> _Fragmento_

##############################

BEATO ÁLVARO DEL PORTILLO

Apenas quince días antes de su fallecimiento, había celebrado su octogésimo cumpleaños, el 11 de marzo
de 1994. Celebró la Santa Misa en la iglesia prelaticia de Santa María de la Paz. Asistieron esta vez sólo
hijas suyas, y les dirigió una breve homilía, que fue como un resumen de su vida:

“Hijas mías, sólo unas palabras para que me ayudéis a dar gracias a Dios.

“Desde hace tiempo me vengo disponiendo para esta fecha. Como siempre, he procurado seguir las
huellas de nuestro Padre. Necesito unirme siempre más a nuestro santo fundador, pues contemplo
cada vez con mayor profundidad su amable figura, su entrega a sus hijas y a sus hijos de todos los
tiempos, y deseo corresponder a las muchas luces que de su vida he recibido. Sé que, queriendo a
nuestro Padre, uniéndome a sus intenciones, me meto más en la Trinidad Beatísima. Os aconsejo que
hagáis otro tanto.

“Recuerdo como si fuera ahora cómo se preparó nuestro Padre para cumplir los setenta años. Desde
varios meses antes, además de dar muchas gracias a Dios, pedía al Señor que le hiciera más pequeño,
por dentro, para refugiarse en el regazo de Santa María, junto a Jesús. El Señor le escuchó con creces.
Nosotros hemos sido testigos de cómo progresó más y más en el camino de la infancia espiritual, con
particular fuerza en los últimos lustros de su vida. Con ocasión de aquel 9 de enero de 1972, con un
buen humor que celaba la intimidad de su trato con Dios, afirmaba que cumplía sólo siete años: había
mandado el cero a paseo —así nos lo explicaba— y se quedaba sólo con el siete. No deseaba pasar de
esa edad, porque luego los niños comienzan a perder la sencillez, y nuestro Padre ansiaba ser siempre
muy pequeño delante de Dios.

“Por la bondad del Señor, hoy cumplo yo ochenta años. Son innumerables las maravillas que he
contemplado a lo largo de este tiempo. He recibido incontables regalos de Dios, muchísimas caricias de
mi Madre la Virgen. Es lógico que hoy, de modo particular, mi corazón rebose de agradecimiento, y
que a todas mis hijas, a todos mis hijos, les pida que me acompañen en esta acción de gracias.

##############################

> _Datos proporcionados_
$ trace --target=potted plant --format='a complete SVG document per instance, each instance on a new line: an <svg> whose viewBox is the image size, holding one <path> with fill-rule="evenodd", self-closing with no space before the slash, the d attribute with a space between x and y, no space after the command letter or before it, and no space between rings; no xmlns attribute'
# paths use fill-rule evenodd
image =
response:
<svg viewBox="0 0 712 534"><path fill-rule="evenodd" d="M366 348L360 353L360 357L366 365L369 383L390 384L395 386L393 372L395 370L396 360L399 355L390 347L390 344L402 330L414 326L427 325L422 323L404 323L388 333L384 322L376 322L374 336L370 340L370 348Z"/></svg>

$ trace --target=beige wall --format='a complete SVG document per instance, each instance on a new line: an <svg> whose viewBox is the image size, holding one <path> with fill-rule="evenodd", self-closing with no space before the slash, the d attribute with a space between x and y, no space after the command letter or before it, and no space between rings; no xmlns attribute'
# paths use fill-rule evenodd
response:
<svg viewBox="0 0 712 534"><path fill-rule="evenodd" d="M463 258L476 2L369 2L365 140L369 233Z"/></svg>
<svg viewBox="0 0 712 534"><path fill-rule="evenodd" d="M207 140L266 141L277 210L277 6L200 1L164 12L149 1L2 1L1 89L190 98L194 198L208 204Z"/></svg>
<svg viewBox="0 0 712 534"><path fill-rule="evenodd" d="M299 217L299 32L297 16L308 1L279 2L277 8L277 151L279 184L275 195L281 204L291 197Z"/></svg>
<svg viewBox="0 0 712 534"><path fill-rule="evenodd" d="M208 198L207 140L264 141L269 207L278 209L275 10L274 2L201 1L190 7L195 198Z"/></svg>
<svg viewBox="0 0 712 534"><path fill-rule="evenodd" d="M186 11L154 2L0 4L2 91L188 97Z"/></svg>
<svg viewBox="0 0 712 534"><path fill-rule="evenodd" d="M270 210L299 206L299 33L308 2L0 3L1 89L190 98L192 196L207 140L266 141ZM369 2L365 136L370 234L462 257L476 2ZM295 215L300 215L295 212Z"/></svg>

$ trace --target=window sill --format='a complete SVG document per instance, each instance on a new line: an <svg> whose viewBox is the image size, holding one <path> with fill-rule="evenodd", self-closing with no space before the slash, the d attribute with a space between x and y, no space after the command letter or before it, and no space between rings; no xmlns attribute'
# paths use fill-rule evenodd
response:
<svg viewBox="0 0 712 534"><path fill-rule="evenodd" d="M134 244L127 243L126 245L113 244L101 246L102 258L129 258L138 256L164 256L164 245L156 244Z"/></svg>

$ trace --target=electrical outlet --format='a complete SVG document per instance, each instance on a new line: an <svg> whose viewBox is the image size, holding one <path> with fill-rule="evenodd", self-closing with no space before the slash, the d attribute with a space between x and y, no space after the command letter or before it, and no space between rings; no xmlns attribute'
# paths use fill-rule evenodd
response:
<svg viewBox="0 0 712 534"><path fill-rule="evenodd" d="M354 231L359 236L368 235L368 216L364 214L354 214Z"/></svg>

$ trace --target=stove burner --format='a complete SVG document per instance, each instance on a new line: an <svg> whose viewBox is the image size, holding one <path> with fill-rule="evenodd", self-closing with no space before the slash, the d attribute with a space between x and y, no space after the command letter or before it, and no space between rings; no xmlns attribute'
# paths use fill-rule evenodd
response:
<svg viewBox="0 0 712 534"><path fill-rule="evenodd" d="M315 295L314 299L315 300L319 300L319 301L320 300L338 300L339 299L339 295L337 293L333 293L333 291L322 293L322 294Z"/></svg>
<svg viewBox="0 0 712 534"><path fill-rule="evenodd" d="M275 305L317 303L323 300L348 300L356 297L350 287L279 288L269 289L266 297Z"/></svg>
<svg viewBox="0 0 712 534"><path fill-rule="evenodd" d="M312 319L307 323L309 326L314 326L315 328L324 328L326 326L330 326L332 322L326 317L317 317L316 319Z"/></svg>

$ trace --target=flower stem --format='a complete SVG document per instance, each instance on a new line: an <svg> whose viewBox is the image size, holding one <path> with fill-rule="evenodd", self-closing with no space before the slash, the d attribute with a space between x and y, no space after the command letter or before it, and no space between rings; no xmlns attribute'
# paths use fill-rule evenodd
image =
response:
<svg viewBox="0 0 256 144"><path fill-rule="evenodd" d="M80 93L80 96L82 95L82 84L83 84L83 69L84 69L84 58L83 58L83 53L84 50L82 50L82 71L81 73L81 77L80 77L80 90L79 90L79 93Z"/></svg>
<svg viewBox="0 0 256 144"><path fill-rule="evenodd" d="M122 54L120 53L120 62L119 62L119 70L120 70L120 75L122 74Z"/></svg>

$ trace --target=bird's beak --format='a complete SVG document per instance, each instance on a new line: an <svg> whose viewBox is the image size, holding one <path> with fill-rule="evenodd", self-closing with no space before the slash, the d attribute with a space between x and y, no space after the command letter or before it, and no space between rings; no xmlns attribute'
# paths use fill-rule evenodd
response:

##############################

Prosigue el fragmento sobre el octogésimo cumpleaños de Álvaro del Portillo a partir de la última frase mostrada.

“Agradezco a Dios el don de la vida, y que me hiciera nacer en el seno de una familia cristiana, en la
que aprendí a amar a la Virgen como a mi Madre y a Dios como a Padre mío. Le doy gracias también
por la formación que recibí de mis padres —piedad verdadera, sin beatería—, que fue preparación
para el encuentro providencial con nuestro amadísimo fundador, que encauzaría el rumbo de mi
existencia. Tenía yo entonces veintiún años. Desde aquel día de julio de 1935, ¡cuántas muestras de la
bondad de Dios he recibido!: la vocación a la Obra, la formación de manos de nuestro Padre;
posteriormente, aquellos meses, duran- te la guerra civil —años durísimos—, en los que, por un
particular designio divino, el Señor me hizo el regalo de vivir muy cerca de nuestro fundador, de ser
testigo de su santidad, de su unión con Dios... Luego, tanto tiempo, tanto, siempre a su lado, como la
sombra que no se separa del cuerpo. Y la ordenación sacerdotal, hace ya casi cincuenta años...

“Son incalculables los bienes que debo a Dios, hijas mías. Ochenta años son muchos y son pocos,
porque —lo reconozco sin humildad de garabato— me veo con las manos vacías, incapaz de pagar a
mi Señor y a mi Madre la Virgen tanta generosidad... ¿Comprendéis por qué necesito vuestra
plegaria, vuestras acciones de gracias, vuestra fidelidad, vuestra alegría?

“¡Gracias, Señor! Perdón por mi falta de correspondencia; pero ayúdame más. Y vosotras, hijas
mías, pedid que sepa rellenar los vacíos de mi vida, a base de poner mucho amor en todo. Hoy, además
de moverme con una contrición sincera y alegre, me propongo pronunciar con más energía que nunca
ese nunc coepi!, ¡ahora comienzo!, que era el lema de la vida de nuestro Padre. Sí; ahora mismo
recomienzo, con el auxilio divino, a recorrer con garbo nuevo —con el garbo que vuestras oraciones
me alcanzan— el camino de la santidad, la senda que conduce al Amor. ¡No me dejéis solo, que os
necesito a todos, a cada una, a cada uno de vosotros! Necesito vuestra lealtad, vuestra fidelidad a la
vocación; necesito vuestra oración constante; necesito vuestro trabajo, bien terminado y hecho por
amor; necesito que me llenéis de hijas e hijos —¡más vocaciones, más perseverancia!—, como fruto de
vuestro apostolado incesante.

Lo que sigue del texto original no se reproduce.